-- DOCUMENT EXCERPT follows --

What other forms would those be? A variety:
- hospital patients can call on the hospital’s patient advocate for help
- cancer patients find navigators to help them through treatment
- insurance customers can call their customer service rep, or even an insurance company patient advocate
- a newly diagnosed patient can often find that large disease advocacy organizations, like the Leukemia and Lymphoma Society or the American Diabetes Association, will provide an advocate to help them sort out questions they may have
Yes – those are all resources patients have when they need assistance. And to some extent, patients may find the answers they seek with any of them.
But there is something each one is lacking, and that one thing can mean the difference between life and death, the difference between quality of life or lack thereof, or the difference between solvency and bankruptcy.
It’s the A word – Allegiance. Unless a patient’s advocate owes total allegiance to the patient, then the patient cannot be sure he or she is getting care or advice in his or her best interests.
Allegiance is based on who compensates the advocate and whether that creates a conflict of interest. An advocate cannot afford to challenge the source of his or her paycheck. Therefore, an advocate’s allegiance will be to that payday source first, and the patient second (at best.)
If the paycheck comes from the patient, or the patient’s benefactor*, then that’s where the allegiance will lie, and that’s the only way a patient can know that there is no conflict of interest; that he or she is being helped by someone focused on his or her best interests – FIRST.
Which means the only way a patient can count on total allegiance is through a private, independent patient advocate.
The forms of advocacy listed above which come “free” to the patient cannot, by definition, be primarily focused on the patient’s best outcomes, as follows:
- The hospital patient advocate works for the Risk Management department. It’s his or her job to keep the hospital out of hot water. If that is helpful to the patient, too, then good. But the advocate’s allegiance is focused on the hospital’s best outcomes first.
- Cancer navigators working for hospitals are similar to the hospital’s patient advocate as they shepherd patients through treatment. But a newly diagnosed patient isn’t ready for that yet. He needs to make a number of decisions before getting to the point where treatment is undertaken. The hospital’s cancer navigator isn’t going to suggest a second opinion, nor is he or she going to provide an in-depth review of other treatment options.
- An insurance company patient advocate? In all seriousness, that’s simply an oxymoron.

-- DOCUMENT EXCERPT concluded --
-- DATASET EXCERPTS follows --

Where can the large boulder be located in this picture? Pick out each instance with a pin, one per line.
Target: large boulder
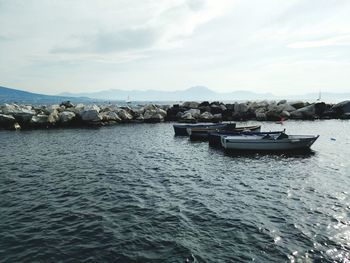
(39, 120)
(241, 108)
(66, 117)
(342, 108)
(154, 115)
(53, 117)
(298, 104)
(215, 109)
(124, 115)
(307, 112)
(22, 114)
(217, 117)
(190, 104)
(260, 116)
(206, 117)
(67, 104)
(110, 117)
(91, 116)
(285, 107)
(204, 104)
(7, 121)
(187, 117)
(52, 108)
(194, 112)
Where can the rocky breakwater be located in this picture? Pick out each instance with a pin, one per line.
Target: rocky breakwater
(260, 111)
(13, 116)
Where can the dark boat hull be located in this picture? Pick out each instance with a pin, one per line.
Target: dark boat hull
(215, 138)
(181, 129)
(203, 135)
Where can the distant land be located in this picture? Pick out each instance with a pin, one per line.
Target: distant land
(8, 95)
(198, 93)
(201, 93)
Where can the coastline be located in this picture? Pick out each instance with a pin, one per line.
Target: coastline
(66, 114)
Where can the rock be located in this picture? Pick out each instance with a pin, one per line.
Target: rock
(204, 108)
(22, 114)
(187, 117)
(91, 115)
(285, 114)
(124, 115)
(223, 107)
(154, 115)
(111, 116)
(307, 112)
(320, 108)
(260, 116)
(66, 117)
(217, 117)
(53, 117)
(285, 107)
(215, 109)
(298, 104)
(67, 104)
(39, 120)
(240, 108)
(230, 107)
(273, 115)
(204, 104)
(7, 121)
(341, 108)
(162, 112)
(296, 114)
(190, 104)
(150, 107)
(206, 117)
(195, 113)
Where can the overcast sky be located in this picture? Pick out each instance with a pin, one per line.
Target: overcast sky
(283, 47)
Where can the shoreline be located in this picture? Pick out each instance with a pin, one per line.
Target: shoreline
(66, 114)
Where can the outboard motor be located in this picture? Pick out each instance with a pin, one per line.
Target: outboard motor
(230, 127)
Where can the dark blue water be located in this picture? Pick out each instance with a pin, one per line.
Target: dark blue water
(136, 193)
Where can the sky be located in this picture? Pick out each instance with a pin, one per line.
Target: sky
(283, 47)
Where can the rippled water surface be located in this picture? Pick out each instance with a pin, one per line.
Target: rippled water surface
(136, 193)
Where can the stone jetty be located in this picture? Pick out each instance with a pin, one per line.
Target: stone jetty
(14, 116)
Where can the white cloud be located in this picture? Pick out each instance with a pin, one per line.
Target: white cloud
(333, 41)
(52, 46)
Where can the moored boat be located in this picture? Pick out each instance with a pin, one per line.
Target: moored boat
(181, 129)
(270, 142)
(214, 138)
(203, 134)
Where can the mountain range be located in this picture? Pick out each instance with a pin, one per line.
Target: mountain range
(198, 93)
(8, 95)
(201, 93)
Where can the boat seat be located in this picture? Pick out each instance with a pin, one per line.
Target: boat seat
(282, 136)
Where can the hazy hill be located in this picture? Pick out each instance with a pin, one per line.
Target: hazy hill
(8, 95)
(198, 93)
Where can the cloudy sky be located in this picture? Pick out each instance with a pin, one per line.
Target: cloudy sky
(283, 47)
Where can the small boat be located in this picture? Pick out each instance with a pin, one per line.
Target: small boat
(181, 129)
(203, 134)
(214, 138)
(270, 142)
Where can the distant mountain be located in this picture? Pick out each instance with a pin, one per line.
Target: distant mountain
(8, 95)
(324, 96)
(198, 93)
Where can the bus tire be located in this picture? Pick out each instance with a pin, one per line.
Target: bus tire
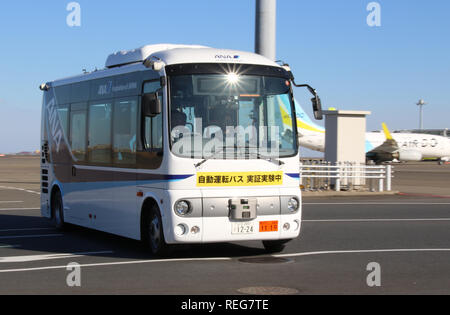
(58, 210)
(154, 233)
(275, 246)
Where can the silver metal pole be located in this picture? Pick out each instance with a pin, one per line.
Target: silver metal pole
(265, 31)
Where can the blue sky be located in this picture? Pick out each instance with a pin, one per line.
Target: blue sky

-- DATASET EXCERPTS concluded --

* LIST OF TASKS:
1) Translate this sentence from the piece on patient advocacy into Spanish: "An advocate cannot afford to challenge the source of his or her paycheck."
2) Summarize the piece on patient advocacy in two sentences.
3) Pick up the piece on patient advocacy right after its last sentence and keep writing.

* TASK-BY-TASK OUTPUTS:
1) Un defensor no puede permitirse desafiar la fuente de su sueldo.

2) Patients can get help from hospital patient advocates, cancer navigators, insurance company representatives and disease advocacy organizations, but each of these resources lacks total allegiance to the patient. Because an advocate's allegiance goes to whoever pays the advocate, only a private, independent patient advocate paid by the patient or the patient's benefactor can be counted on to put the patient's best interests first.

3)
- Large advocacy organizations, usually non-profits, are the closest alternative to a private advocate because as volunteers, they aren’t concerned about their own paychecks. But those organizations are underwritten by for-profit individuals and organizations with interest in what they do. A large cancer organization that is underwritten by a pharmaceutical company will have a bias, whether it’s actual or perceived. Conflicts of interest are sometimes readily identifiable, and sometimes more covert, but they exist none-the-less, and that can mean their advocacy puts the patient second. The training of their volunteers will be subsidized by a pharmaceutical or other for-profit company and will be inherently biased.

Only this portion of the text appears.